[SOURCE MATERIAL]:
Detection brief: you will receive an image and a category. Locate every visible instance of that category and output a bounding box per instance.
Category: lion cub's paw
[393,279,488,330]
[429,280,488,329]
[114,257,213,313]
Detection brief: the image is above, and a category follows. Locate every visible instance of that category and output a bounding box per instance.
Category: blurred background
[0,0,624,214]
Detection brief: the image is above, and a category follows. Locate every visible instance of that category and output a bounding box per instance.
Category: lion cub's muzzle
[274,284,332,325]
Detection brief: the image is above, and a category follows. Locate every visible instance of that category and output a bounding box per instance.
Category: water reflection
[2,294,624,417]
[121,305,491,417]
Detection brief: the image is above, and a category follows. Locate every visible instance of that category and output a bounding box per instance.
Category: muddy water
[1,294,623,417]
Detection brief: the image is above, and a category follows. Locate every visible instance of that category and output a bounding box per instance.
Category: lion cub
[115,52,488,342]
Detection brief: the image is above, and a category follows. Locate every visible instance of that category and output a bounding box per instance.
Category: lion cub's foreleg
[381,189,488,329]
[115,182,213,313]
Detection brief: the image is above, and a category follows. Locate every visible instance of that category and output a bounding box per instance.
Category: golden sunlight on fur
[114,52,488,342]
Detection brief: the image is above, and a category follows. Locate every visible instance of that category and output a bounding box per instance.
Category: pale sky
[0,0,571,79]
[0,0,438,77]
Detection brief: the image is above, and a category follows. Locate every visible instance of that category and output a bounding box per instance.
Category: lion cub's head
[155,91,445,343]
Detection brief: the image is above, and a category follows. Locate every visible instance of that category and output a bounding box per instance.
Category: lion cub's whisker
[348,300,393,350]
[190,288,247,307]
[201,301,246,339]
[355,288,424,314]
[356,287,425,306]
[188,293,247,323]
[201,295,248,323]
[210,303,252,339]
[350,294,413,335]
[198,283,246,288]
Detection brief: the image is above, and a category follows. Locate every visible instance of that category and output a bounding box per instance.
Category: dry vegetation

[GOAL OF THE EXERCISE]: Make a faithful copy of every record above.

[EXERCISE RESULT]:
Detection brief: you will receive an image and a category. Locate every visible instance of that category and output a bounding box per instance.
Category: lion cub's paw
[393,279,488,330]
[429,280,488,329]
[114,257,213,313]
Detection brief: the image is above, and a category follows. Locate every visible instance of that category and output a bounding box per instance.
Category: blurred background
[0,0,624,214]
Detection brief: the image is above, and a category follows. Locate every visible instance of that category and output a bounding box per instance.
Category: lion cub's muzzle
[274,284,332,325]
Detection brief: the image is above, and a category follows. Locate every visible instance of that category and output a bounding box per instance.
Category: water reflection
[2,294,624,417]
[121,305,491,417]
Detection brief: the image is above, and a category follows. Locate every visible instance of that category and output a bounding box per instance.
Category: muddy water
[1,294,623,417]
Detection brief: the image is above, and a category follows. Locate every visible instance of that category and output a bounding box per instance.
Category: lion cub
[115,52,488,342]
Detection brief: the image is above, and a category follows. Locate every visible instance of that category and output a bounding box per instance.
Category: lion cub's foreleg
[381,189,488,329]
[115,182,213,313]
Detection brief: the image is above, and a category follows. Locate every visible instance of that category and output a bounding box per instance.
Category: golden sunlight on fur
[114,52,488,342]
Detection brief: the image is above, and a category follows. Locate every visible instance of that category and output a bounding box per instance.
Category: pale sky
[0,0,571,79]
[0,0,438,77]
Detection brief: the image is above, and a category follows. Locate every visible instance of that category and output a bounding box per instance.
Category: lion cub's head
[155,91,445,343]
Detection brief: the image is above, and a category follows. Locate every visible instance of that category and output a bounding box per instance.
Category: lion cub's whisker
[348,300,393,350]
[190,288,247,307]
[201,301,246,339]
[355,288,424,314]
[356,287,425,306]
[188,293,247,323]
[201,295,248,323]
[210,303,252,339]
[350,294,413,335]
[198,283,246,288]
Detection brief: the image is above, and a category follows. Locate every visible instance of that category and output a bounding box per instance.
Category: dry vegetation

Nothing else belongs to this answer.